Image region outline records =>
-.-.-
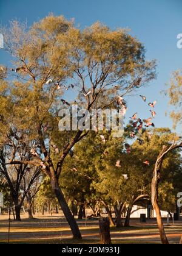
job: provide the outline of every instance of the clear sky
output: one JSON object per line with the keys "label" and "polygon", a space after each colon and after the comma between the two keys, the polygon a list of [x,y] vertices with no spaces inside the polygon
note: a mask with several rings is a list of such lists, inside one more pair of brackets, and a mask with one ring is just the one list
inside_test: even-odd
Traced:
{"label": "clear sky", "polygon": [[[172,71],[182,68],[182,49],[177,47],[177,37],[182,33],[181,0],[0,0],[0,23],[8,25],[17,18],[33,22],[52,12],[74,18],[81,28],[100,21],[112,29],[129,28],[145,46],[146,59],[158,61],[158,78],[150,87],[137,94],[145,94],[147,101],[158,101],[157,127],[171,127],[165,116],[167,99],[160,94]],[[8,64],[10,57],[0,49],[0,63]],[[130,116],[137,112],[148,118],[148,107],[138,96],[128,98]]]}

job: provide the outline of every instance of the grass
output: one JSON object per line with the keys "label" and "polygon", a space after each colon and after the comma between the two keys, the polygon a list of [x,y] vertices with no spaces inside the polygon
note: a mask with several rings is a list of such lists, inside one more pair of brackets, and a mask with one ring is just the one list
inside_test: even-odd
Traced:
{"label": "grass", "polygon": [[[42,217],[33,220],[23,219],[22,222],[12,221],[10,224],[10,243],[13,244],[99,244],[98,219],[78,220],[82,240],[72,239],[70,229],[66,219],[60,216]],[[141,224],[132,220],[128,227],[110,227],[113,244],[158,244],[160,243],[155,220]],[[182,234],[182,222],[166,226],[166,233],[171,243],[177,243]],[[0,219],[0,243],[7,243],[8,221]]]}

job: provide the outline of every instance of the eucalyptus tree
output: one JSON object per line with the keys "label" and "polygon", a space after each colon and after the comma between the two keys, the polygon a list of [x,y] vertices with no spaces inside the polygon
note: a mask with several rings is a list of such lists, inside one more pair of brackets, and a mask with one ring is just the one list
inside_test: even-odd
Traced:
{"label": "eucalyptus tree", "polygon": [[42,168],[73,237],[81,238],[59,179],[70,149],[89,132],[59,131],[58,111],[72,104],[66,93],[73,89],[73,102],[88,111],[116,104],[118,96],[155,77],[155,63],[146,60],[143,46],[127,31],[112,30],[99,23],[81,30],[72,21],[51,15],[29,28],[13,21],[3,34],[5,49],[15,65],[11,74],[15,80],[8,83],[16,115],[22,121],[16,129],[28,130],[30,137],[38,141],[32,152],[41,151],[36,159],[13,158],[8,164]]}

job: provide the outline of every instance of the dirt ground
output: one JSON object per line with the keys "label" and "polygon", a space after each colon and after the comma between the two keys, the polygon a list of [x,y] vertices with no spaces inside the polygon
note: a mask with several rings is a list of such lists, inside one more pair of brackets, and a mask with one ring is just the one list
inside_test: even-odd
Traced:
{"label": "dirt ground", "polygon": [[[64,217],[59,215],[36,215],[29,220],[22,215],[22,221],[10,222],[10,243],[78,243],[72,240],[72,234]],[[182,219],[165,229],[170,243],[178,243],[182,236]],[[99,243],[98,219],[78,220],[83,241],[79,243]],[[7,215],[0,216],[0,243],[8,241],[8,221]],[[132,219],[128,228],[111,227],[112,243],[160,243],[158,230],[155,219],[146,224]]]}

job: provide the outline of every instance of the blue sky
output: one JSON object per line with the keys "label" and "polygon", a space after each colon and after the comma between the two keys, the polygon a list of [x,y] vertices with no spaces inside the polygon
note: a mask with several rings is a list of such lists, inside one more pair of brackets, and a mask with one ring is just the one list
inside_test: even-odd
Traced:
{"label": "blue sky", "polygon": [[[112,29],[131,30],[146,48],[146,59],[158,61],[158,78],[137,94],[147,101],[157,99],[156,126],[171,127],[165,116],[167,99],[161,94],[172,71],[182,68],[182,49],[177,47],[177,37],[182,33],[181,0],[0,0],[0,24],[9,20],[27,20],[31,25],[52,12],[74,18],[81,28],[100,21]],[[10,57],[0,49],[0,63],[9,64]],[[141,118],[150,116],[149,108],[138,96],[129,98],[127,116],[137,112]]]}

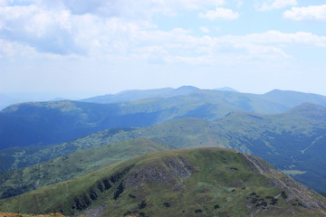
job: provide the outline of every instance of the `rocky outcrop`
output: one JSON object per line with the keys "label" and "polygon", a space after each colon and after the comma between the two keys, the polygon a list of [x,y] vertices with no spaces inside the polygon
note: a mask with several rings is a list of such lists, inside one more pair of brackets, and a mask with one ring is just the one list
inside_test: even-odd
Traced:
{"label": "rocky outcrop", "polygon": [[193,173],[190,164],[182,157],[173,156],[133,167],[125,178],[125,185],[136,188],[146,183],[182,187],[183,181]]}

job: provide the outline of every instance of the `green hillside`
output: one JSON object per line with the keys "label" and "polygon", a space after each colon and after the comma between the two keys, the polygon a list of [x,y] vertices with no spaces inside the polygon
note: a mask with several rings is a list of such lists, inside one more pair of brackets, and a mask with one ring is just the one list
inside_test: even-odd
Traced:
-.-.-
Task statement => Reproduce the records verbatim, starting at the line that contains "job: provide the outline of every instance of the blue" and continuing through the end of the records. Leave the pictures out of your copy.

The result =>
job: provide the outline of every instance of the blue sky
output: one JSON object per line with the keys "label" and "polygon", a space after each colon and after the comma between the two keys, the polygon a list of [x,y] vertices with no spaces inside the polygon
note: a mask with several rings is a list of such lists, inside one more pair of brackets, and a mask with one ring is just the one list
inside_test: even-odd
Traced:
{"label": "blue sky", "polygon": [[[112,29],[131,30],[146,48],[146,59],[158,61],[158,78],[137,94],[147,101],[157,99],[156,126],[171,127],[165,116],[167,99],[161,94],[172,71],[182,68],[182,49],[177,47],[177,37],[182,33],[181,0],[0,0],[0,24],[9,20],[27,20],[31,25],[52,12],[74,18],[81,28],[100,21]],[[10,57],[0,49],[0,63],[9,64]],[[141,118],[150,116],[149,108],[138,96],[129,98],[127,116],[137,112]]]}

job: provide the outline of every instance of the `rocky outcrop`
output: one JSON object per line with the keys "label" and "polygon", a space after each colon and after the comma between the two keys, the polygon a list of [x,y] vertices with no spaces inside the polygon
note: a mask with several rings is a list of such lists, inside one more pair of brackets, and a mask with one ring is just the one list
inside_test: even-odd
Traced:
{"label": "rocky outcrop", "polygon": [[193,173],[190,164],[182,157],[173,156],[133,167],[125,178],[125,185],[136,188],[146,183],[182,187],[183,181]]}

job: provide the outline of every instance of the `green hillside`
output: one JSON object per line with the keys "label" and "polygon", a space after each colon and after the comma between the two keys, the polygon a list of [x,y] vertices with no spaces inside the polygon
note: a mask with several rings is a list of such lists, inside one more pair of brackets, and a mask with one ring is just the one list
inside_test: even-odd
Traced:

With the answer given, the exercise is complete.